ТЕКСТ ДЛЯ ЧТЕНИЯ:
Читаем Двенадцать евреев, которые изменили мир полностью

В 1920 году он много писал, перечитывал прежние свои заметки, размышлял, в том числе и об иудаизме. Кафка вновь обратился к Моисею: «Сущность дороги через пустыню. Человек сам себе народный предводитель, идет этой дорогой, последними остатками (большего не дано) сознания постигая происходящее. Всю жизнь ему чудится Ханаан, лишь мысль. Что землю эту он увидит перед самой смертью, для него невероятна. Эта последняя надежда может иметь один только смысл — показать, сколь несовершенным мгновением является человеческая жизнь, несовершенным потому, что длись она и бесконечно, она все равно все- го лишь мгновение. Моисей не дошел до Ханаана не потому, что его жизнь была слишком короткой, а потому, что она человеческая жизнь». Так что цели различны по намерениям, но всегда остается еще и индивидуально избранный путь».

Далекий от того, чтобы исключить себя из еврейства, он, вместе с тем, писал, что, видимо, в большей мере, чем другие, является «западным евреем», во многом лишенным жизненной силы, погруженным в повседневность без веры и надежды. Упадок западных евреев, таким образом, становится причиной его собственного упадка — как и они, сам Кафка не имеет ни прошлого, ни будущего. Как Моисей, он приблизился к Ханаану, но так в него и не вошел. Он не коснулся лона любимой женщины. Он не вошел в нее, испытывая ужас и восторг от обладания любимым телом, не испытал блаженства соединения плоти и духа.

Всегдашний страх увел его от жизни. Его грех заключался в уклонении от исполнения предписанного Законом и в бессилии. Он тот, кто не может любить, тот, кто постоянно слышал: «Ты не можешь меня любить как бы ты того не хотел, ты, на свою беду, любишь любовь во мне; любовь ко мне не любит тебя». «Поэтому неправильно говорить, будто я познал слова «я люблю тебя». Я познал лишь тишину ожидания, которую должны были нарушить мои слова: «Я люблю тебя», — только это я познал, ничего другого».

Кафка подвел итог своей жизни и осознал, что она не удалась. Невротические состояния постоянно терзали его в последние годы. 16 января 1922 года он записал в дневнике: «...бессилие, не в силах спать, не в силах бодрствовать, не в силах переносить жизнь, вернее, последовательность жизни. Часы идут вразнобой, внутренние мчатся вперед в дьявольском, или сатанинском, или, во всяком случае, нечеловеческом темпе, наружные, запинаясь, идут своим обычным ходом... Одиночество, которое давно уже частично мне навязали, частично я сам искал, — но и искал разве не по принуждению? — это одиночество теперь непреложно и беспредельно... Оно может привести к безумию — и это, кажется, наиболее вероятно».

Данные о расположении объектов:
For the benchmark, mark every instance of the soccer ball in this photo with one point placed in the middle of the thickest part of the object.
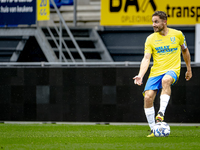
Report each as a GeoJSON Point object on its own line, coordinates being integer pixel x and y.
{"type": "Point", "coordinates": [161, 129]}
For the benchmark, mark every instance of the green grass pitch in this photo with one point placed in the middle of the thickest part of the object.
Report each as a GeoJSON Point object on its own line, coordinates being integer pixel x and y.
{"type": "Point", "coordinates": [94, 137]}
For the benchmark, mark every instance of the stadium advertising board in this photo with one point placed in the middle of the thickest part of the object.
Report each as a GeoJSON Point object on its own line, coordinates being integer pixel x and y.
{"type": "Point", "coordinates": [15, 12]}
{"type": "Point", "coordinates": [43, 11]}
{"type": "Point", "coordinates": [139, 12]}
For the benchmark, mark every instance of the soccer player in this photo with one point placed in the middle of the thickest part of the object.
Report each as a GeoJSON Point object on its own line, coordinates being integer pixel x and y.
{"type": "Point", "coordinates": [165, 46]}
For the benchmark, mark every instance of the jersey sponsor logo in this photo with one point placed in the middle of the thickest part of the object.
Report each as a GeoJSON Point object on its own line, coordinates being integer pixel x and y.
{"type": "Point", "coordinates": [165, 49]}
{"type": "Point", "coordinates": [173, 39]}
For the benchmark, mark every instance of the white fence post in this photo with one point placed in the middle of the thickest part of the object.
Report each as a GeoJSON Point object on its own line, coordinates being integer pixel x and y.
{"type": "Point", "coordinates": [197, 44]}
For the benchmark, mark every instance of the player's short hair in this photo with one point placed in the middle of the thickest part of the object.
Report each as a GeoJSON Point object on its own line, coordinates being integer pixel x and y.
{"type": "Point", "coordinates": [161, 14]}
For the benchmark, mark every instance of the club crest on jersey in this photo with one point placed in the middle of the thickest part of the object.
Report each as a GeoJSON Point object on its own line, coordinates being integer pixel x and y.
{"type": "Point", "coordinates": [173, 40]}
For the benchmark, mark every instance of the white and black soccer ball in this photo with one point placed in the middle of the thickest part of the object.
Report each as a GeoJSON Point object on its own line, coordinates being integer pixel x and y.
{"type": "Point", "coordinates": [161, 129]}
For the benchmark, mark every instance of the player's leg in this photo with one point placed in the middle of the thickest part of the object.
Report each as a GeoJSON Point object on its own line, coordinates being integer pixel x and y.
{"type": "Point", "coordinates": [167, 81]}
{"type": "Point", "coordinates": [149, 108]}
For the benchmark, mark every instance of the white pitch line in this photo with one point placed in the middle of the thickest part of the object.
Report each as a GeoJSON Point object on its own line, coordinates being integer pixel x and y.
{"type": "Point", "coordinates": [94, 123]}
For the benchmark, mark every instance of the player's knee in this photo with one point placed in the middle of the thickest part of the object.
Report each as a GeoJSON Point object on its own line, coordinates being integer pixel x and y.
{"type": "Point", "coordinates": [148, 99]}
{"type": "Point", "coordinates": [166, 81]}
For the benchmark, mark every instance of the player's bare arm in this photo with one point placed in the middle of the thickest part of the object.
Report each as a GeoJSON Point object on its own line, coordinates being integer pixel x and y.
{"type": "Point", "coordinates": [143, 69]}
{"type": "Point", "coordinates": [186, 57]}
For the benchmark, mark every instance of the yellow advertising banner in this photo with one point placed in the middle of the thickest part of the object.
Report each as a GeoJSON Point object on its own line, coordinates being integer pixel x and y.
{"type": "Point", "coordinates": [43, 10]}
{"type": "Point", "coordinates": [139, 12]}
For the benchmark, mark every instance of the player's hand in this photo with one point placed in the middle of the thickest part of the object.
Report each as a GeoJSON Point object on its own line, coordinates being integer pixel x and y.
{"type": "Point", "coordinates": [188, 75]}
{"type": "Point", "coordinates": [138, 80]}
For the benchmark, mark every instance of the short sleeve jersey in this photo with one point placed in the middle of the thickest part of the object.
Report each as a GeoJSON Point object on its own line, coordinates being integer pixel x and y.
{"type": "Point", "coordinates": [166, 51]}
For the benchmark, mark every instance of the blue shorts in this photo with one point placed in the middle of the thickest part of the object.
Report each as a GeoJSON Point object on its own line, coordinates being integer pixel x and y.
{"type": "Point", "coordinates": [155, 83]}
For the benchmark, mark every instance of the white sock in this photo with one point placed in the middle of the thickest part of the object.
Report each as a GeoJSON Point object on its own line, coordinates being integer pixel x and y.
{"type": "Point", "coordinates": [150, 115]}
{"type": "Point", "coordinates": [164, 99]}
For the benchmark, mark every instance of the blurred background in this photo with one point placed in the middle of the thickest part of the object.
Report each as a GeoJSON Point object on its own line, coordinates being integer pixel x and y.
{"type": "Point", "coordinates": [74, 60]}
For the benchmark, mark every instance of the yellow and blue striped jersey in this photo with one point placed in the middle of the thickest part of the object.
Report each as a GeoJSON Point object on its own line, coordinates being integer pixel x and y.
{"type": "Point", "coordinates": [166, 51]}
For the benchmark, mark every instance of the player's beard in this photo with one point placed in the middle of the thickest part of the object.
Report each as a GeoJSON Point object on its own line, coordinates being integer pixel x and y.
{"type": "Point", "coordinates": [158, 29]}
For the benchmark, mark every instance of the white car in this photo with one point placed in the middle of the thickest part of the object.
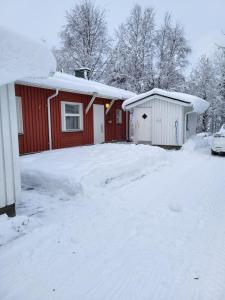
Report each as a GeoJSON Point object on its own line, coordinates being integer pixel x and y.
{"type": "Point", "coordinates": [218, 143]}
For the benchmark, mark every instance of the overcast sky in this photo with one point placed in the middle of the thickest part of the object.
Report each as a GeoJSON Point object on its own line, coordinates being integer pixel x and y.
{"type": "Point", "coordinates": [203, 20]}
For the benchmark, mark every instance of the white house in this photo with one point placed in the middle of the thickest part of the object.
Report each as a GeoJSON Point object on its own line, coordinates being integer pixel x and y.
{"type": "Point", "coordinates": [164, 118]}
{"type": "Point", "coordinates": [19, 57]}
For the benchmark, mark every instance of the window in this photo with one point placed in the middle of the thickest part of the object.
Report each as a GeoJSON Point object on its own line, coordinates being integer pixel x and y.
{"type": "Point", "coordinates": [72, 116]}
{"type": "Point", "coordinates": [118, 116]}
{"type": "Point", "coordinates": [19, 115]}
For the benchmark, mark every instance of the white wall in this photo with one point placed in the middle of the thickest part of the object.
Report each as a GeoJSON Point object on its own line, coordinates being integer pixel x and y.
{"type": "Point", "coordinates": [164, 115]}
{"type": "Point", "coordinates": [9, 157]}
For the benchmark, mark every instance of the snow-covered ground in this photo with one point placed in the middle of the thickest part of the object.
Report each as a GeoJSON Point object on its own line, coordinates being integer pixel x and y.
{"type": "Point", "coordinates": [117, 221]}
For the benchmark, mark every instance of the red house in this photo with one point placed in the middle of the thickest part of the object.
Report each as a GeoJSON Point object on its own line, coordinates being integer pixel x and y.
{"type": "Point", "coordinates": [65, 111]}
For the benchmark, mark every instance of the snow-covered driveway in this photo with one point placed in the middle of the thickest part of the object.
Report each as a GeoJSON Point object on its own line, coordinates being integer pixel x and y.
{"type": "Point", "coordinates": [117, 222]}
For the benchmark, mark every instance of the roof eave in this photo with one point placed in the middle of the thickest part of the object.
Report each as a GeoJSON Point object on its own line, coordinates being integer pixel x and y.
{"type": "Point", "coordinates": [102, 96]}
{"type": "Point", "coordinates": [149, 97]}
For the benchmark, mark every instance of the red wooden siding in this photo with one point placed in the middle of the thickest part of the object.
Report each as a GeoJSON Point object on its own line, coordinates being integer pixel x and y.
{"type": "Point", "coordinates": [35, 120]}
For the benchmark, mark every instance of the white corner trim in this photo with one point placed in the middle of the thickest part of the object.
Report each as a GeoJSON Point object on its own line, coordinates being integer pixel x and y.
{"type": "Point", "coordinates": [110, 106]}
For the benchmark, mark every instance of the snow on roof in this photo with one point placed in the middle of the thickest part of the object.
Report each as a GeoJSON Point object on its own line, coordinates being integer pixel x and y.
{"type": "Point", "coordinates": [70, 83]}
{"type": "Point", "coordinates": [199, 105]}
{"type": "Point", "coordinates": [21, 56]}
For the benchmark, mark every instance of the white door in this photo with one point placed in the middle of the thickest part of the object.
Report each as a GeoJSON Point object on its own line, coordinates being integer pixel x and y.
{"type": "Point", "coordinates": [99, 123]}
{"type": "Point", "coordinates": [142, 125]}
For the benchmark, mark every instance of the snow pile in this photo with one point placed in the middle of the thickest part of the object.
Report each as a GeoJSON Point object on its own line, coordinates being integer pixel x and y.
{"type": "Point", "coordinates": [21, 57]}
{"type": "Point", "coordinates": [200, 142]}
{"type": "Point", "coordinates": [199, 105]}
{"type": "Point", "coordinates": [74, 84]}
{"type": "Point", "coordinates": [68, 172]}
{"type": "Point", "coordinates": [159, 237]}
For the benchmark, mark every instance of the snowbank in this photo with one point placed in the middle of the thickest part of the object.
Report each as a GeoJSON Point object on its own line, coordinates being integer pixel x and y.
{"type": "Point", "coordinates": [199, 105]}
{"type": "Point", "coordinates": [21, 57]}
{"type": "Point", "coordinates": [74, 84]}
{"type": "Point", "coordinates": [67, 172]}
{"type": "Point", "coordinates": [200, 142]}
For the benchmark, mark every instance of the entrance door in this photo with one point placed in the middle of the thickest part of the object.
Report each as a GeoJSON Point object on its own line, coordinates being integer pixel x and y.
{"type": "Point", "coordinates": [99, 123]}
{"type": "Point", "coordinates": [142, 125]}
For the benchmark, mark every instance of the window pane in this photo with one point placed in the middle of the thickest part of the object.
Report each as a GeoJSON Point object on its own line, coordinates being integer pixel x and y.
{"type": "Point", "coordinates": [72, 123]}
{"type": "Point", "coordinates": [72, 109]}
{"type": "Point", "coordinates": [118, 116]}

ЗАДАНИЕ: Какого числа, согласно тексту о Кафке, он записал в дневнике слова о бессилии и одиночестве? Строки — это отдельный материал, к тексту о Кафке они не относятся.

ВЫПОЛНЕННОЕ ЗАДАНИЕ: 16 января 1922 года.